_EXERCISE_
Put the records, from the line containing "The component shall return one point per instance of the blue" through the end, into a JSON list of strings with one string per line, leaving out blank lines.

Coordinate labeling data:
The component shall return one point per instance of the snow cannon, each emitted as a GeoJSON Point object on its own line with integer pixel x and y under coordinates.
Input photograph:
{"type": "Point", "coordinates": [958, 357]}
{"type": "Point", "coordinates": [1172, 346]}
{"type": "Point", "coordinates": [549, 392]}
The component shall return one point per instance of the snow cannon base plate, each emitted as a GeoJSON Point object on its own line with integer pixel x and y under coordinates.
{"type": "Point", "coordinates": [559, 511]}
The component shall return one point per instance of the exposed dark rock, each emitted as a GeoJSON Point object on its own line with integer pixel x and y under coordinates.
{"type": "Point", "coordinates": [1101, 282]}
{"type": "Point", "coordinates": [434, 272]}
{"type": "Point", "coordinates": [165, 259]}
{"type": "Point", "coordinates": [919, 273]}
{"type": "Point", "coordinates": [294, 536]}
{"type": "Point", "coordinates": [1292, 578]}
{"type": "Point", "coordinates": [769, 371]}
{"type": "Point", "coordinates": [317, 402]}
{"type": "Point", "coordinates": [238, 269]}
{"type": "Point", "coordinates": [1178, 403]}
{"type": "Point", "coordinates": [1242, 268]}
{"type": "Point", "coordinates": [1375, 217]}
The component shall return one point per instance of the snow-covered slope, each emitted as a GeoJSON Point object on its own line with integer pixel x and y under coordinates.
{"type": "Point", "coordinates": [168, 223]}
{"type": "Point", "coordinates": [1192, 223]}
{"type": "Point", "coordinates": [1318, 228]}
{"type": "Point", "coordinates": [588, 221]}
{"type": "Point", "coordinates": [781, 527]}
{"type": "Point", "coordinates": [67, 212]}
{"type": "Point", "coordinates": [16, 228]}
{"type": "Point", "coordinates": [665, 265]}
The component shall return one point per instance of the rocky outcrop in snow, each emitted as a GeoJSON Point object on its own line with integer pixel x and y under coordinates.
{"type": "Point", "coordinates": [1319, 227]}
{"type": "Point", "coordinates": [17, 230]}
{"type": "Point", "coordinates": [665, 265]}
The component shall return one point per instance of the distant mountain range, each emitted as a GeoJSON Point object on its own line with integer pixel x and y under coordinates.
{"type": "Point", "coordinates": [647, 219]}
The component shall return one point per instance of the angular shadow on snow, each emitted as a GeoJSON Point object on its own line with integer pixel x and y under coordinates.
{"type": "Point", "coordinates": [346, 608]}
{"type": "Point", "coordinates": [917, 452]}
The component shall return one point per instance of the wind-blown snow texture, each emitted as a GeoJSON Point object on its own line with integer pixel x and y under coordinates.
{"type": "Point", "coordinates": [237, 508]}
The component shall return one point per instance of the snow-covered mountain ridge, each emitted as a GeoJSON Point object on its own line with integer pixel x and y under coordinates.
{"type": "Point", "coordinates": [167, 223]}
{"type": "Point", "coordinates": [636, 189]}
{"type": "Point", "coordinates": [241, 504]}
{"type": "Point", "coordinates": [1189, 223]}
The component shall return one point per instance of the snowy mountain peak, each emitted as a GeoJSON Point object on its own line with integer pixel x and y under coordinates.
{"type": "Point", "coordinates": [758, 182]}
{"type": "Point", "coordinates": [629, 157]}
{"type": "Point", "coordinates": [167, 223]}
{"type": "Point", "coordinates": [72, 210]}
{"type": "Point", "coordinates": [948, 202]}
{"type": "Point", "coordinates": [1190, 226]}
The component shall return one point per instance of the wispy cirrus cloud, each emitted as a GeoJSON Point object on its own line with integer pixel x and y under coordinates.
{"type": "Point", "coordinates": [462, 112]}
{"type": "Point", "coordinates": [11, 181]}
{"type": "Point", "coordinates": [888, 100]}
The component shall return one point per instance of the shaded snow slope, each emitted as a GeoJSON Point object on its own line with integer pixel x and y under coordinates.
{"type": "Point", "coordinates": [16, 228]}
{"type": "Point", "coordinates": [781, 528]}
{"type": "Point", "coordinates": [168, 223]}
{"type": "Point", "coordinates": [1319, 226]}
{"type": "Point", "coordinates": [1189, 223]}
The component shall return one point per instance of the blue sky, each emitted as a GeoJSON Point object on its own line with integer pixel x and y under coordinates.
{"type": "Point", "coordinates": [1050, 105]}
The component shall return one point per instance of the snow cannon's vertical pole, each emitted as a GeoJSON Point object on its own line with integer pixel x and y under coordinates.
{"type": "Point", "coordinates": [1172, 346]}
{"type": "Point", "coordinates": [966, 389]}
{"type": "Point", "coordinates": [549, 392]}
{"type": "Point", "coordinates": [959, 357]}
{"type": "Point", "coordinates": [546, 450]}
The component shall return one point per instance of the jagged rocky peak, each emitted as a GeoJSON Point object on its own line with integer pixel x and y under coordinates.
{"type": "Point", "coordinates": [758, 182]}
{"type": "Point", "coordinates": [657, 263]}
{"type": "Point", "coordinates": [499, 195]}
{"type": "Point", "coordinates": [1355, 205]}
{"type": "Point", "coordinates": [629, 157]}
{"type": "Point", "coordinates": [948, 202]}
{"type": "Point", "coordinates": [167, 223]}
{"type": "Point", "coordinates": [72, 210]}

_WRITTEN SOLUTION_
[
  "The component shall return one point per instance of the blue sky, each emitted as a GeoJSON Point object on its own line with integer pixel x and y under coordinates.",
  "{\"type\": \"Point\", \"coordinates\": [1050, 105]}",
  "The component shall return one point per instance of the snow cannon's vertical pole, each emitted as a GeoJSON Point object on its own line with integer pixel x and y under coordinates.",
  "{\"type\": \"Point\", \"coordinates\": [1172, 346]}",
  "{\"type\": \"Point\", \"coordinates\": [966, 389]}",
  "{\"type\": \"Point\", \"coordinates\": [549, 392]}",
  "{\"type\": \"Point\", \"coordinates\": [959, 357]}",
  "{\"type\": \"Point\", \"coordinates\": [546, 450]}",
  "The component shall return one point per instance of the jagged rocky peak, each emitted as a GeoJSON Point object on its own line with integer pixel x and y under coordinates.",
  "{\"type\": \"Point\", \"coordinates\": [758, 182]}",
  "{\"type\": \"Point\", \"coordinates\": [657, 263]}",
  "{\"type\": \"Point\", \"coordinates\": [499, 195]}",
  "{\"type\": \"Point\", \"coordinates\": [1355, 205]}",
  "{\"type\": \"Point\", \"coordinates\": [629, 157]}",
  "{\"type\": \"Point\", \"coordinates\": [948, 202]}",
  "{\"type\": \"Point\", \"coordinates\": [167, 223]}",
  "{\"type\": \"Point\", \"coordinates\": [72, 210]}"
]